• [EXERCISE INSTRUCTIONS]:
• a. Summarize the forum thread in two sentences.
• b. Rewrite the forum thread's paragraph that begins "Great videos, as usual!" as a shorter paragraph that keeps its main points.

• [SOURCE EXCERPT]:
##############################

# 2 Pomie tree slaying Videos



## Ekka (Oct 2, 2007)

Have a climber who was from UK originally but been here a while now do some climbing.

Couple of great vids out from it.

This one here he slays 3 decent gums, 7.20mins and 36.5mb WMV

http://www.palmtreeservices.com.au/video/gumcutting.wmv

And this one here he gets to use the foams for a drop zone on paving to do a fat azzed Cuban.

4min 20mb WMV http://www.palmtreeservices.com.au/video/pomie.wmv


----------



## polingspig (Oct 2, 2007)

Excellent.


----------



## reachtreeservi (Oct 2, 2007)

Possibly the best soundtraks yet! Keep'em coming.


----------



## Canyonbc (Oct 2, 2007)

Nice...as always.

Two questions...

How tall where they?

and how long did it take to get them down??

If you dont mind saying??

Canyon


----------



## Davey Dog (Oct 3, 2007)

As always, Love the Videos........


----------



## deevo (Oct 4, 2007)

Great videos, as usual!Nice work with the palm on the second one using the cushions as crash pads, hows that palm for cutting? is it really soft to cut through? We don't have any of those babies here in Canada! :greenchainsaw:


----------



## Ekka (Oct 4, 2007)

Canyonbc said:


> Nice...as always.
> 
> Two questions...
> 
> ...



Hmmm, they were as tall as you saw in the video and came down about as quick as you saw.  

That guy is real good!


----------



## AxeKnot (Oct 4, 2007)

I can't get your vids to work on my laptop Ekka, WTF is going on!!!

I used to watch them on my pc, whats up with my compaq laptop??

I miss watching foamboy.


----------



## Ekka (Oct 4, 2007)

My videos know when they're banging their heads against a brick wall.   :bang:


----------



## AxeKnot (Oct 4, 2007)

Ekka said:


> My videos know when they're banging their heads against a brick wall.   :bang:



I don't think I have enough memory. Can you put this one on youtube? as I can view that no problem. Why can I watch youtube videos but not foamboys?

:monkey:


----------



## Ekka (Oct 4, 2007)

Youtube are flash file video's.

Your media player is either not opening or hooking up to the net or you do not have the latest WMV codec loaded.

Go here and get a new one free

http://www.microsoft.com/windows/windowsmedia/download/AllDownloads.aspx

Get version 11 and you should have no trouble at all.


----------



## AxeKnot (Oct 5, 2007)

Ekka said:


> Youtube are flash file video's.
> 
> Your media player is either not opening or hooking up to the net or you do not have the latest WMV codec loaded.
> 
> ...



Thanks Ekka, I'll give it a try.


----------



## Bisu (Oct 14, 2007)

What harness is that hes climbing in? and is that strop the ART positioner?


----------



## Ekka (Oct 14, 2007)

I think he's climbing a Buckingham Traverse, the positioner is not ART, I think a Gibbs but dont hold me to that.


----------



## JoeCanuck (Oct 18, 2007)

Great video as always. Thanks.

Joe


----------



## earthmover (Jan 22, 2008)

nice vid and good job. i can't really see whats under the tree but it seems like the roper had no love for his climber, shaking the crap out of him in that tree.

##############################

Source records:

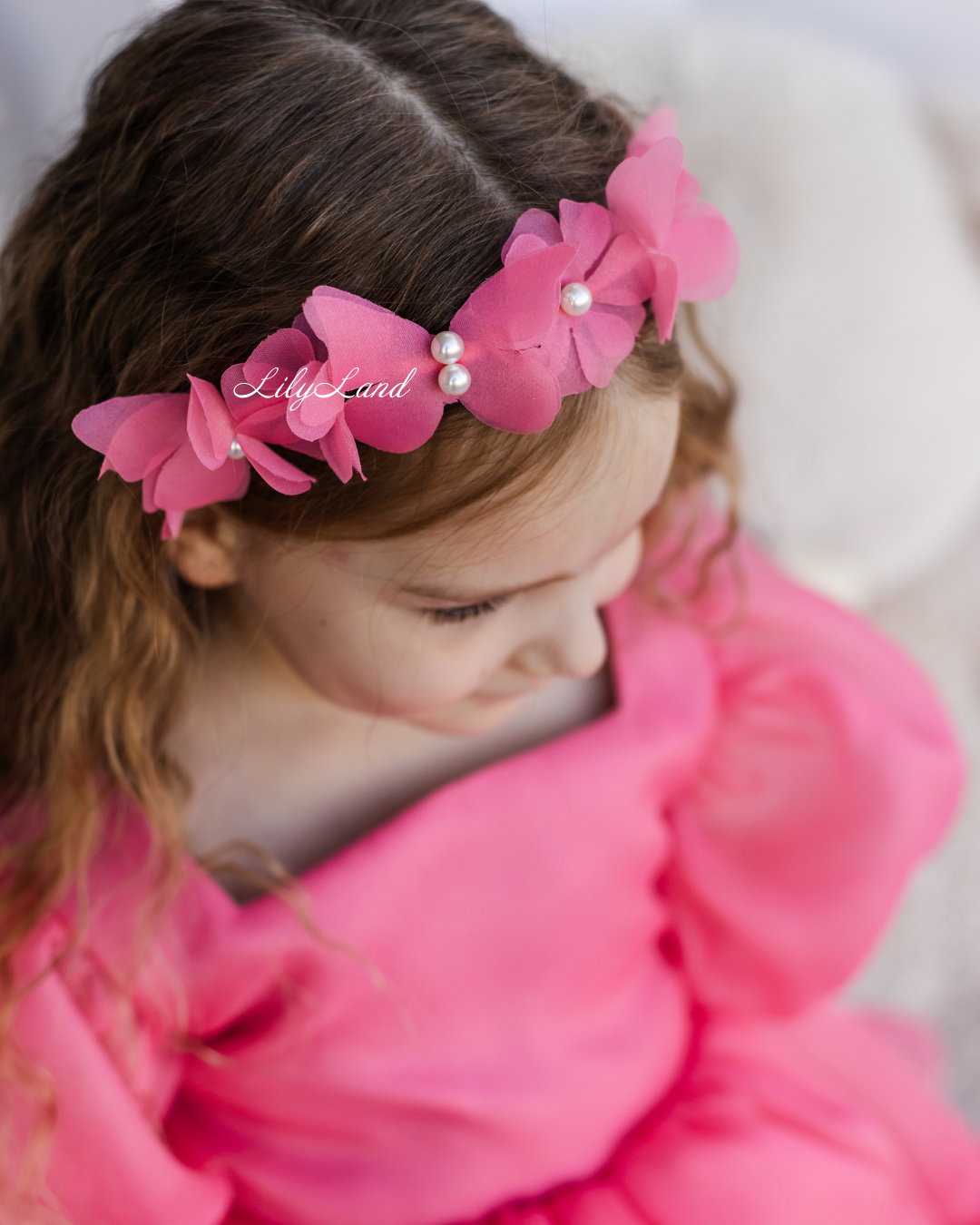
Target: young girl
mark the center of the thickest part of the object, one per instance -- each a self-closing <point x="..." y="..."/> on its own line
<point x="422" y="814"/>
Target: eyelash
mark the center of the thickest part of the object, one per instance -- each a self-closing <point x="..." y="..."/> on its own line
<point x="452" y="616"/>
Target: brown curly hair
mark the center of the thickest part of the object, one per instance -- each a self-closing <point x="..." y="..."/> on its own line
<point x="233" y="156"/>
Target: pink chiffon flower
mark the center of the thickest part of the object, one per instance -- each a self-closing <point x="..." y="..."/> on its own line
<point x="691" y="254"/>
<point x="275" y="384"/>
<point x="178" y="445"/>
<point x="583" y="350"/>
<point x="377" y="350"/>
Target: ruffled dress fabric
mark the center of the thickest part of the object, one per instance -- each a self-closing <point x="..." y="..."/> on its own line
<point x="585" y="985"/>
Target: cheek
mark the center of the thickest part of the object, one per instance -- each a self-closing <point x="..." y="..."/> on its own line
<point x="375" y="658"/>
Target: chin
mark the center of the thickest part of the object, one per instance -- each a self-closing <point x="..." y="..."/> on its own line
<point x="469" y="717"/>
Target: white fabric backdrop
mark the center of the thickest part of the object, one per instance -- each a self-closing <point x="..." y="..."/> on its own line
<point x="853" y="328"/>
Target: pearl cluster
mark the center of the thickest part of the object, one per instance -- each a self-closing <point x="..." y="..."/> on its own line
<point x="454" y="378"/>
<point x="576" y="298"/>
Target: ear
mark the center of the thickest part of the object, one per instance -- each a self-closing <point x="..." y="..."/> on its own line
<point x="209" y="550"/>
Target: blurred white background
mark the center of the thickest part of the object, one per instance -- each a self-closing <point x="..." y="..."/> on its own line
<point x="842" y="137"/>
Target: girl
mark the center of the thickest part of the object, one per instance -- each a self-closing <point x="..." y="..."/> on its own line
<point x="574" y="811"/>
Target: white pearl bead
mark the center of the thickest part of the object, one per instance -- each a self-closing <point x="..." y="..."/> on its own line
<point x="455" y="380"/>
<point x="447" y="347"/>
<point x="576" y="298"/>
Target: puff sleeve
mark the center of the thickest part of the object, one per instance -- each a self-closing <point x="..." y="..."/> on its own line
<point x="107" y="1161"/>
<point x="829" y="773"/>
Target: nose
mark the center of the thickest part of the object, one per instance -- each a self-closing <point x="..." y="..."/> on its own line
<point x="574" y="643"/>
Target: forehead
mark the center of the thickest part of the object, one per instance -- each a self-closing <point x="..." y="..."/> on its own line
<point x="585" y="505"/>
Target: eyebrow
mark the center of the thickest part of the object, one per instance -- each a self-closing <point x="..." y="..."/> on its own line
<point x="431" y="593"/>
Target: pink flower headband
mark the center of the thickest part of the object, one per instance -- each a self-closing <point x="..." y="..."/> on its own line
<point x="559" y="316"/>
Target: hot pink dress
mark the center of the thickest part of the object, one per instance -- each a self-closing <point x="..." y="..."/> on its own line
<point x="585" y="985"/>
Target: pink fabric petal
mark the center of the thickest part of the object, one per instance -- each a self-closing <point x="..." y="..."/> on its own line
<point x="665" y="294"/>
<point x="591" y="226"/>
<point x="524" y="244"/>
<point x="517" y="305"/>
<point x="704" y="249"/>
<point x="267" y="371"/>
<point x="373" y="347"/>
<point x="654" y="128"/>
<point x="602" y="340"/>
<point x="210" y="424"/>
<point x="642" y="191"/>
<point x="147" y="437"/>
<point x="282" y="475"/>
<point x="340" y="451"/>
<point x="512" y="391"/>
<point x="97" y="426"/>
<point x="622" y="275"/>
<point x="312" y="416"/>
<point x="184" y="483"/>
<point x="534" y="222"/>
<point x="573" y="378"/>
<point x="556" y="350"/>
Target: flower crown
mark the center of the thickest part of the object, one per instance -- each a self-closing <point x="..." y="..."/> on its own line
<point x="557" y="318"/>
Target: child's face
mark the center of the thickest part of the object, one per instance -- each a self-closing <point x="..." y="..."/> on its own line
<point x="452" y="627"/>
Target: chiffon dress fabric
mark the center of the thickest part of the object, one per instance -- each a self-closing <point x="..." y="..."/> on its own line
<point x="584" y="985"/>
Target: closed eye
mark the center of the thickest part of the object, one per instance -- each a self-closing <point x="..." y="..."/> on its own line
<point x="448" y="616"/>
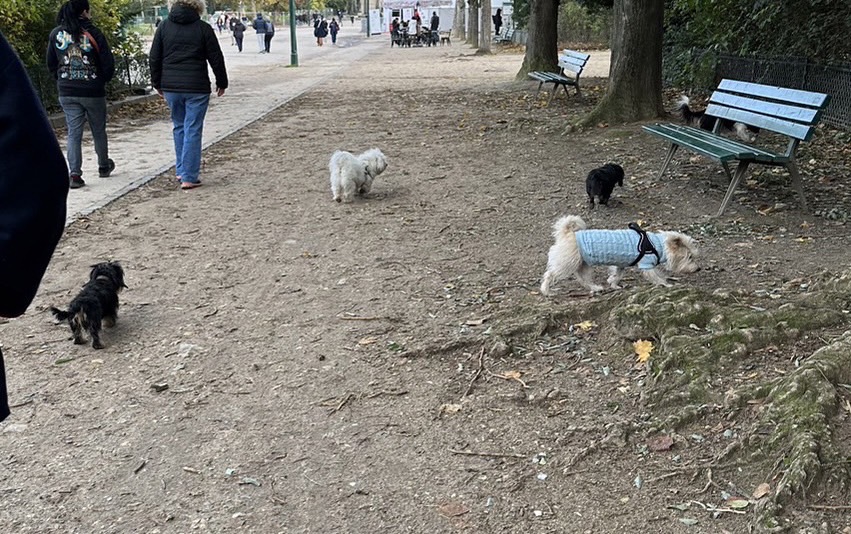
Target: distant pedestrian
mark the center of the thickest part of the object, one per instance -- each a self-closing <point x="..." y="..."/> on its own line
<point x="334" y="28"/>
<point x="270" y="32"/>
<point x="321" y="31"/>
<point x="183" y="46"/>
<point x="79" y="59"/>
<point x="33" y="196"/>
<point x="260" y="29"/>
<point x="238" y="32"/>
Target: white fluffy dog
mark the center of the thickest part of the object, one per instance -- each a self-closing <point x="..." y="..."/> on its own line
<point x="353" y="175"/>
<point x="576" y="249"/>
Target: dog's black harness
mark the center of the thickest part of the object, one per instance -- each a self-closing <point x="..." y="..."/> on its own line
<point x="645" y="246"/>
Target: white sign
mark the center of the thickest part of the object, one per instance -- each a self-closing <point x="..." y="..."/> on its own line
<point x="375" y="21"/>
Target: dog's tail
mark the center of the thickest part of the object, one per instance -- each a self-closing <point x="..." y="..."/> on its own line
<point x="567" y="225"/>
<point x="60" y="314"/>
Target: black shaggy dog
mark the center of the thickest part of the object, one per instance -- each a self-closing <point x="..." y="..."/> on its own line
<point x="601" y="182"/>
<point x="96" y="303"/>
<point x="699" y="119"/>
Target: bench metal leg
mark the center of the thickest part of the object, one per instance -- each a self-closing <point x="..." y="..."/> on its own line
<point x="740" y="171"/>
<point x="668" y="159"/>
<point x="792" y="166"/>
<point x="552" y="94"/>
<point x="535" y="98"/>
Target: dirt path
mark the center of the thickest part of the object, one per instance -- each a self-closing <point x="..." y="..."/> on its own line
<point x="332" y="368"/>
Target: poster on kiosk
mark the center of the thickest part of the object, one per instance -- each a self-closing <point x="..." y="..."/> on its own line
<point x="375" y="21"/>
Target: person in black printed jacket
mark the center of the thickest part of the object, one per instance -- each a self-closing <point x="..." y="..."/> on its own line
<point x="33" y="193"/>
<point x="81" y="62"/>
<point x="182" y="47"/>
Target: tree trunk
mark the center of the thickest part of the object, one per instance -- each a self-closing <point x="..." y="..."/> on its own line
<point x="485" y="38"/>
<point x="459" y="31"/>
<point x="635" y="75"/>
<point x="542" y="38"/>
<point x="473" y="30"/>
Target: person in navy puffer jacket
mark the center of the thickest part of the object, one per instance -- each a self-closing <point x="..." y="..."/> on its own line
<point x="33" y="193"/>
<point x="183" y="46"/>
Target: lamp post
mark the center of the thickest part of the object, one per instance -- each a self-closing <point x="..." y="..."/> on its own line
<point x="293" y="40"/>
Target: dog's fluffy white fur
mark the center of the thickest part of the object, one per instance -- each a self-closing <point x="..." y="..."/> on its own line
<point x="565" y="258"/>
<point x="353" y="175"/>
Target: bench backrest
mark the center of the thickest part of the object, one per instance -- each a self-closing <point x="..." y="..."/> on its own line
<point x="790" y="112"/>
<point x="571" y="62"/>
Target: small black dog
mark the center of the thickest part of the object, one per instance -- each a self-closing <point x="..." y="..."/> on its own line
<point x="601" y="182"/>
<point x="700" y="120"/>
<point x="96" y="303"/>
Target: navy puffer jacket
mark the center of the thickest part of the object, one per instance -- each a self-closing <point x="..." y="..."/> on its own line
<point x="182" y="47"/>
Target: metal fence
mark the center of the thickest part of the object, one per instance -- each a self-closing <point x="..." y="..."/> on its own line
<point x="795" y="73"/>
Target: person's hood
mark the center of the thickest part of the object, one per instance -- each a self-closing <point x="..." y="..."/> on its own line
<point x="183" y="14"/>
<point x="186" y="11"/>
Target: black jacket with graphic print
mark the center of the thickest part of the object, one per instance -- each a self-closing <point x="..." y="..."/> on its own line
<point x="82" y="68"/>
<point x="182" y="46"/>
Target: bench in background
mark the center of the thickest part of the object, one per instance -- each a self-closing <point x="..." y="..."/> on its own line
<point x="789" y="112"/>
<point x="571" y="64"/>
<point x="506" y="36"/>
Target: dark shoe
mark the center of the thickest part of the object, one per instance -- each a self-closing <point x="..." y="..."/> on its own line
<point x="104" y="172"/>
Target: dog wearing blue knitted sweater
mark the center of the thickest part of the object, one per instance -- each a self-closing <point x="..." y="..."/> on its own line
<point x="577" y="250"/>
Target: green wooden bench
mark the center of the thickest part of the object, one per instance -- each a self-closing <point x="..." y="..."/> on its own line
<point x="571" y="64"/>
<point x="505" y="37"/>
<point x="789" y="112"/>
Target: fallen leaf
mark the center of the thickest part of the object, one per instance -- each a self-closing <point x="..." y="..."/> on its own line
<point x="761" y="491"/>
<point x="643" y="348"/>
<point x="585" y="325"/>
<point x="661" y="443"/>
<point x="450" y="408"/>
<point x="737" y="503"/>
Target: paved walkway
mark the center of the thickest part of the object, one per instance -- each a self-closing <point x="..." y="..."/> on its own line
<point x="259" y="83"/>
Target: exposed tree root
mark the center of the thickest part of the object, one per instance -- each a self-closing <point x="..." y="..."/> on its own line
<point x="705" y="339"/>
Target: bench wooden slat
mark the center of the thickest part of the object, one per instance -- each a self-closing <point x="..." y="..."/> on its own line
<point x="790" y="112"/>
<point x="792" y="96"/>
<point x="792" y="129"/>
<point x="706" y="147"/>
<point x="775" y="109"/>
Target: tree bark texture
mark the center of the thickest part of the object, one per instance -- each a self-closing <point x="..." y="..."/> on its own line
<point x="635" y="75"/>
<point x="459" y="31"/>
<point x="542" y="38"/>
<point x="485" y="38"/>
<point x="473" y="30"/>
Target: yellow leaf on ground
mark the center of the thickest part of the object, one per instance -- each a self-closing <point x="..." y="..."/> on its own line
<point x="761" y="491"/>
<point x="643" y="348"/>
<point x="585" y="325"/>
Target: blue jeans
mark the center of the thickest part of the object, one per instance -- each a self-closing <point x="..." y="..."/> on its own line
<point x="77" y="110"/>
<point x="187" y="114"/>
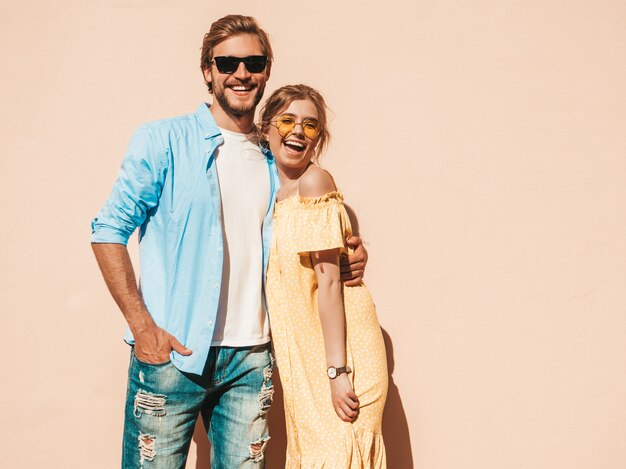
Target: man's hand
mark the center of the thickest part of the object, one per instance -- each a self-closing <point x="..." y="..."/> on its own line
<point x="353" y="268"/>
<point x="153" y="345"/>
<point x="344" y="400"/>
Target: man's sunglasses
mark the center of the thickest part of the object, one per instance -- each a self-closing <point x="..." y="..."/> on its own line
<point x="286" y="123"/>
<point x="228" y="64"/>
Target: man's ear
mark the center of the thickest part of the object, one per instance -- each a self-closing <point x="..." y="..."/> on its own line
<point x="207" y="75"/>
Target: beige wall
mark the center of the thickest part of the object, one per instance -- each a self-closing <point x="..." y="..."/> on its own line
<point x="481" y="145"/>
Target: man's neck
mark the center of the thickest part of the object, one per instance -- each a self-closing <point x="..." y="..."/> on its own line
<point x="243" y="124"/>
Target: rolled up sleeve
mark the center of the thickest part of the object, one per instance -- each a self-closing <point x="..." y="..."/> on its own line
<point x="137" y="190"/>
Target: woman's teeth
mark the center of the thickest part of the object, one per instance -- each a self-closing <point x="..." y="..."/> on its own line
<point x="296" y="146"/>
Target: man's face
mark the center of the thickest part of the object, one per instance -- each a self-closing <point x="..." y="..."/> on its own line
<point x="237" y="93"/>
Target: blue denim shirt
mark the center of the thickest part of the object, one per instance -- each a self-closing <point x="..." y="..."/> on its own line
<point x="168" y="187"/>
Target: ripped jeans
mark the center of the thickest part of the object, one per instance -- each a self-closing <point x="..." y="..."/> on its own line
<point x="233" y="395"/>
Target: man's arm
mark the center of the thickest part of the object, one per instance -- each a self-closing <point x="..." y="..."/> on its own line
<point x="152" y="343"/>
<point x="353" y="268"/>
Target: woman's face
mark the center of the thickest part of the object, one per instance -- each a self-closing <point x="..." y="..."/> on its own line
<point x="294" y="150"/>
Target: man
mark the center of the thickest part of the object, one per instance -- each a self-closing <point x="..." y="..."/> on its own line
<point x="201" y="191"/>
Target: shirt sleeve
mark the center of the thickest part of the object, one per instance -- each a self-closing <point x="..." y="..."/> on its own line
<point x="137" y="190"/>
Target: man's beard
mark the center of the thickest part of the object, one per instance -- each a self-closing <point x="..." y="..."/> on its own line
<point x="238" y="109"/>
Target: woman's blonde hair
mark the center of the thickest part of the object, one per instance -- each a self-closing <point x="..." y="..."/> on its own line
<point x="283" y="97"/>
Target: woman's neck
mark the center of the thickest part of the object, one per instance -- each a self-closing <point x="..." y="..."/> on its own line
<point x="289" y="180"/>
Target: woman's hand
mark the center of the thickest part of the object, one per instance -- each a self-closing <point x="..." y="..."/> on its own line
<point x="344" y="399"/>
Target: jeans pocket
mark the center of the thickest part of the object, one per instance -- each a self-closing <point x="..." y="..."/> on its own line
<point x="142" y="363"/>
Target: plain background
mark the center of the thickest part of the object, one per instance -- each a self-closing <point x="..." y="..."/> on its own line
<point x="481" y="145"/>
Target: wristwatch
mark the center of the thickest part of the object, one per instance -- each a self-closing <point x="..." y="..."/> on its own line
<point x="333" y="371"/>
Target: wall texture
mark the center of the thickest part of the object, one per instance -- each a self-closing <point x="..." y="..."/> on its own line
<point x="481" y="145"/>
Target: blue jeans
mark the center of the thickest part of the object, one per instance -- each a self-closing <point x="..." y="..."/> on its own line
<point x="233" y="395"/>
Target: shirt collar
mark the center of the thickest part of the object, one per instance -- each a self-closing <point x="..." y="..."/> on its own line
<point x="207" y="122"/>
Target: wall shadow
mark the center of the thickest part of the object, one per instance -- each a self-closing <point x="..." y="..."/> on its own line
<point x="395" y="425"/>
<point x="203" y="446"/>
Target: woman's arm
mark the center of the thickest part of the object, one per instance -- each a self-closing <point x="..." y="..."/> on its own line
<point x="314" y="183"/>
<point x="333" y="320"/>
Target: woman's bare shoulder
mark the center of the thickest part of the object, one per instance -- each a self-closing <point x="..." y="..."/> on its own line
<point x="316" y="181"/>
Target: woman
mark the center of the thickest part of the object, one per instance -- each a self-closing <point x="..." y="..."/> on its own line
<point x="328" y="343"/>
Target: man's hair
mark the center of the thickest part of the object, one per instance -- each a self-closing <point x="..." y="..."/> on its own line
<point x="283" y="97"/>
<point x="229" y="26"/>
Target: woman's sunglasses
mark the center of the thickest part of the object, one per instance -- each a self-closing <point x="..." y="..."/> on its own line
<point x="286" y="123"/>
<point x="228" y="64"/>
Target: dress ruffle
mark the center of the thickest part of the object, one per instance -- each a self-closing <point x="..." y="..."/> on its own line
<point x="316" y="223"/>
<point x="361" y="449"/>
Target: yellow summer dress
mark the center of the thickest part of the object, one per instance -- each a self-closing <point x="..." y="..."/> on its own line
<point x="316" y="437"/>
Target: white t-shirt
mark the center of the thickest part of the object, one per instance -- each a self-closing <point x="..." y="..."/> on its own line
<point x="245" y="190"/>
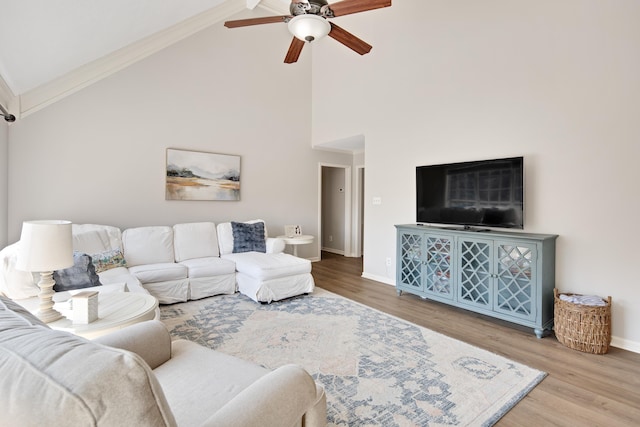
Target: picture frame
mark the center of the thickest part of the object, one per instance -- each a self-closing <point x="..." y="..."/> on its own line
<point x="197" y="175"/>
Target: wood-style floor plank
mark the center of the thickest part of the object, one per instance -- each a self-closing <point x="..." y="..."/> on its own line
<point x="580" y="389"/>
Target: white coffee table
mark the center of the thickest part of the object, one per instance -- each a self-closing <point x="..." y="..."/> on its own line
<point x="302" y="239"/>
<point x="115" y="311"/>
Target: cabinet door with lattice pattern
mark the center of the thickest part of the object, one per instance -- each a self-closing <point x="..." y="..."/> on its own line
<point x="411" y="260"/>
<point x="515" y="281"/>
<point x="439" y="251"/>
<point x="475" y="273"/>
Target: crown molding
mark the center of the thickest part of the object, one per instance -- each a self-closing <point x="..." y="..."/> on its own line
<point x="47" y="94"/>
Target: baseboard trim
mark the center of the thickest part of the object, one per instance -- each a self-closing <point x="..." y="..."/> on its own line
<point x="377" y="278"/>
<point x="625" y="344"/>
<point x="333" y="251"/>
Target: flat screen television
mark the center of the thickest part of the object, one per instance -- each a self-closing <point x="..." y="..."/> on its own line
<point x="485" y="193"/>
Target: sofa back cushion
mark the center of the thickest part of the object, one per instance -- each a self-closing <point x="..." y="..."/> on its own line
<point x="50" y="377"/>
<point x="93" y="238"/>
<point x="195" y="240"/>
<point x="148" y="245"/>
<point x="225" y="235"/>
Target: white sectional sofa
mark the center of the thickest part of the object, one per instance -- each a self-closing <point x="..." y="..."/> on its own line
<point x="178" y="263"/>
<point x="138" y="377"/>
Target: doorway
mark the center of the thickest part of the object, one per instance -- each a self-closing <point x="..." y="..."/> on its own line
<point x="335" y="209"/>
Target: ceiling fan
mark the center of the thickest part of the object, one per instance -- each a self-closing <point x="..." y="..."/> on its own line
<point x="308" y="21"/>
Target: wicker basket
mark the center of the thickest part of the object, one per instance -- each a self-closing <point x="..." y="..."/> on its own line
<point x="582" y="327"/>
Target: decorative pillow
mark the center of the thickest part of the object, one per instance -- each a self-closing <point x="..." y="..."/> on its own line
<point x="248" y="237"/>
<point x="104" y="261"/>
<point x="81" y="275"/>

##############################

• [WRITTEN RESPONSES]:
• a. Ekka posts two videos of a climber originally from the UK: one shows him cutting down three gums, and the other shows him using foam cushions as a drop zone on paving. Other members praise the videos and ask about the trees, the climbing gear, and a playback problem, and Ekka tells one member to get version 11 of the Windows Media download.

• b. Great videos again, and nice work on the palm in the second one with the cushions as crash pads. Is the palm really soft to cut through? There are none in Canada.